* _SHORT TASK_: Copy the lines below word for word.

* _DATASET ROWS_:

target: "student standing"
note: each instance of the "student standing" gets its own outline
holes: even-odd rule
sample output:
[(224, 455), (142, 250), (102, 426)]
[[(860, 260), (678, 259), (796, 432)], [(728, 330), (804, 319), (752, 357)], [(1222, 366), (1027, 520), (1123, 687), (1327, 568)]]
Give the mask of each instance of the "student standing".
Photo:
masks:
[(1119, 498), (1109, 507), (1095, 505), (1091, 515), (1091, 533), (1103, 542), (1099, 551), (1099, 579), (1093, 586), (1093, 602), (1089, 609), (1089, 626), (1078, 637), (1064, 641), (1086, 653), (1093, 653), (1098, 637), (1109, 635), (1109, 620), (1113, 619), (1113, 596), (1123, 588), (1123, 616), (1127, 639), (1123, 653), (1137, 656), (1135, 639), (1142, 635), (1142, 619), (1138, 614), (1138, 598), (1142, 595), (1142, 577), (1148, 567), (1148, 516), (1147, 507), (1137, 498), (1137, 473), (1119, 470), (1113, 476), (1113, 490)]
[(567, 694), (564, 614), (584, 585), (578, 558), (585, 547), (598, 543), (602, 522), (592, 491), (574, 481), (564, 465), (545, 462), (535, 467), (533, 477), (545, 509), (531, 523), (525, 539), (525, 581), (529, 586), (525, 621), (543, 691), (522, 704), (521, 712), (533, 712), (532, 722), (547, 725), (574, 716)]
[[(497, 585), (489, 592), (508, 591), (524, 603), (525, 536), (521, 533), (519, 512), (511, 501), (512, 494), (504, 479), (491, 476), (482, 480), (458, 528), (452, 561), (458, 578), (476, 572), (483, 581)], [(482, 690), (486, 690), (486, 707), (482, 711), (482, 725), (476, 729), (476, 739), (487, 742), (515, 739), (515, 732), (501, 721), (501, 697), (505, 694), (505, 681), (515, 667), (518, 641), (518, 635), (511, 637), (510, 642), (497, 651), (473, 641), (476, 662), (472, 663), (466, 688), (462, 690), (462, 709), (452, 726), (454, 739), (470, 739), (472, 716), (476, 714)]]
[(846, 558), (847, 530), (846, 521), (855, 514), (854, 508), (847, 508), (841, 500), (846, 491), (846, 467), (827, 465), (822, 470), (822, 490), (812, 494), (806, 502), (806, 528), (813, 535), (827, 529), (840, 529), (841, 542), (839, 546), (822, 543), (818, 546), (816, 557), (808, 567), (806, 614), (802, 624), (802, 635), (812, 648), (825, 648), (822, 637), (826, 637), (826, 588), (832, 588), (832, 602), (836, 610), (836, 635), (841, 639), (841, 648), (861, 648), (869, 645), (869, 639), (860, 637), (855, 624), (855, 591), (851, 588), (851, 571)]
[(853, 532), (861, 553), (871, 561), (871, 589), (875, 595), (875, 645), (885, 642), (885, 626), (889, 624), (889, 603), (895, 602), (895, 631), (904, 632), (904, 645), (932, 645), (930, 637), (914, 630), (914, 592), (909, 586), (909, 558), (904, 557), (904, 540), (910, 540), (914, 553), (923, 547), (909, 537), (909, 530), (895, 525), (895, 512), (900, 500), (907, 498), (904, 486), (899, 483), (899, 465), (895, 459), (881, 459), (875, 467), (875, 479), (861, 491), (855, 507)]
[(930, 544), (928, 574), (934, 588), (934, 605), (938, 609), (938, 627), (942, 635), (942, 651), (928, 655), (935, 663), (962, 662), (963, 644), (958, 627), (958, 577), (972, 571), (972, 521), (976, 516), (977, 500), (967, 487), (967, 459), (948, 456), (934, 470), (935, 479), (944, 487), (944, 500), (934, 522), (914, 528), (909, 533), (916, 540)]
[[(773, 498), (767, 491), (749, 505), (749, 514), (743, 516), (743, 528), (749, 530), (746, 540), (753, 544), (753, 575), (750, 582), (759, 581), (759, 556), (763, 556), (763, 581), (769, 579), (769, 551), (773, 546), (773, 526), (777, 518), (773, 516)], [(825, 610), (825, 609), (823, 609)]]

* _TASK SOLUTION_:
target: "student standing"
note: each instance of the "student standing" gets its own outline
holes: even-odd rule
sample output:
[(224, 455), (142, 250), (102, 426)]
[[(860, 260), (678, 259), (796, 432)], [(728, 330), (804, 319), (752, 357)], [(1222, 366), (1027, 520), (1123, 687), (1327, 568)]]
Give the mask of each instance of the "student standing".
Photo:
masks:
[(1119, 498), (1109, 507), (1095, 505), (1091, 515), (1091, 533), (1103, 542), (1099, 551), (1099, 579), (1093, 586), (1093, 602), (1089, 609), (1089, 626), (1078, 637), (1064, 641), (1086, 653), (1093, 653), (1098, 637), (1109, 635), (1109, 620), (1113, 619), (1113, 596), (1123, 588), (1123, 616), (1127, 639), (1123, 653), (1137, 656), (1135, 639), (1142, 635), (1142, 619), (1138, 614), (1138, 598), (1142, 595), (1142, 577), (1148, 567), (1148, 516), (1147, 507), (1137, 498), (1137, 473), (1119, 470), (1113, 476), (1113, 490)]
[(567, 694), (564, 614), (584, 585), (578, 558), (585, 547), (598, 543), (602, 522), (592, 491), (574, 481), (564, 465), (545, 462), (535, 467), (533, 477), (545, 509), (531, 523), (525, 539), (525, 581), (529, 586), (525, 621), (543, 691), (522, 704), (521, 712), (533, 712), (532, 722), (547, 725), (574, 716)]
[[(497, 585), (489, 592), (508, 591), (524, 603), (525, 536), (521, 533), (519, 512), (511, 501), (512, 494), (504, 479), (491, 476), (482, 480), (458, 528), (452, 561), (458, 578), (476, 572), (483, 581)], [(482, 690), (486, 690), (486, 707), (482, 711), (482, 725), (476, 729), (476, 739), (487, 742), (515, 739), (515, 732), (501, 721), (501, 697), (505, 694), (505, 681), (515, 667), (518, 641), (518, 635), (511, 637), (510, 642), (497, 651), (473, 641), (476, 662), (472, 663), (466, 688), (462, 690), (462, 709), (452, 726), (454, 739), (470, 739), (472, 716), (476, 714)]]
[(846, 558), (847, 530), (846, 521), (855, 514), (854, 508), (847, 508), (841, 500), (846, 491), (846, 467), (827, 465), (822, 470), (822, 490), (812, 494), (806, 502), (806, 528), (813, 535), (827, 529), (840, 529), (841, 542), (839, 546), (822, 543), (818, 546), (816, 557), (808, 567), (806, 614), (802, 624), (802, 635), (812, 648), (825, 648), (822, 637), (826, 637), (826, 588), (832, 588), (832, 602), (836, 610), (836, 635), (841, 639), (841, 648), (861, 648), (869, 645), (869, 639), (860, 637), (855, 624), (855, 591), (851, 588), (851, 571)]
[(853, 532), (861, 553), (871, 561), (871, 589), (875, 595), (875, 645), (885, 642), (885, 626), (889, 624), (889, 603), (895, 602), (895, 631), (904, 632), (904, 645), (932, 645), (930, 637), (914, 630), (914, 592), (909, 586), (909, 558), (904, 557), (904, 540), (910, 540), (914, 553), (923, 547), (909, 537), (909, 530), (895, 525), (895, 512), (900, 500), (907, 498), (904, 486), (899, 483), (899, 465), (895, 459), (881, 459), (875, 467), (875, 479), (861, 491), (855, 507)]
[(930, 544), (928, 574), (934, 588), (934, 605), (938, 609), (938, 627), (942, 635), (942, 651), (928, 655), (935, 663), (962, 662), (963, 644), (958, 627), (958, 577), (972, 571), (972, 521), (976, 516), (977, 500), (967, 487), (967, 459), (948, 456), (934, 470), (935, 479), (944, 487), (944, 500), (934, 522), (914, 528), (909, 533), (916, 540)]
[[(773, 498), (767, 491), (749, 505), (749, 514), (743, 516), (743, 528), (749, 530), (746, 540), (753, 544), (753, 575), (750, 582), (759, 581), (759, 556), (763, 556), (763, 581), (769, 579), (769, 551), (773, 546), (773, 526), (777, 518), (773, 516)], [(825, 610), (825, 609), (823, 609)]]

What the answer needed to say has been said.